● **SELECTED EXCERPT**:
════════════════
Twelve to sixteen-year-olds needed for Covid-19 booster vaccine study


November 4th, 2021

The university’s Health Service, at Cripps Medical Centre on University Park, is recruiting for a study looking at Covid-19 vaccine schedules in young people.

Experts are looking to recruit fifty 12-16-year-olds to find out how well they respond to two different doses of Covid-19 vaccine, and will then compare three different vaccines at different doses.

The aim is to find out if giving two doses of different vaccines produces as good an immune response as giving two doses of the same vaccine, in young people.

The study (Com-COV3) is part of the University of Oxford-led Com-COV (Comparing Covid-19 Vaccine Schedule Combinations) programme, which is funded by the Vaccines Taskforce and National Institute for Health Research (NIHR), and run across four NIHR-supported sites by the National Immunisation Schedule Evaluation Consortium.

Participants will either receive two Covid-19 vaccine doses in the study, in which case their first dose will be the Pfizer Covid-19 vaccine. Alternatively, those who have already received their dose of Pfizer through the NHS can be enrolled at the time of their second dose.
════════════════
Extracted records

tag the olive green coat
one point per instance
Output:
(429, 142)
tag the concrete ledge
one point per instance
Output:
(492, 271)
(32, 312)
════════════════
● **EXERCISE 1**:
Name each body that the article on the Covid-19 vaccine study connects to the Com-COV programme, and give the role it is assigned there.
● **EXERCISE 2**:
Decide whether each statement agrees with the article on the Covid-19 vaccine study, answering yes or no and quoting the deciding words: (a) The study seeks fifty participants aged 12 to 16. (b) Participants who receive both doses in the study get a vaccine other than Pfizer as their first dose. (c) The study will compare three different vaccines.

● **EXERCISE RESPONSE 1**:
- University of Oxford: leads the programme.
- Vaccines Taskforce: funds the programme.
- National Institute for Health Research (NIHR): funds the programme; the four sites where it is run are NIHR-supported.
- National Immunisation Schedule Evaluation Consortium: runs the programme across four NIHR-supported sites.

● **EXERCISE RESPONSE 2**:
(a) Yes: "Experts are looking to recruit fifty 12-16-year-olds"
(b) No: "their first dose will be the Pfizer Covid-19 vaccine"
(c) Yes: "will then compare three different vaccines at different doses"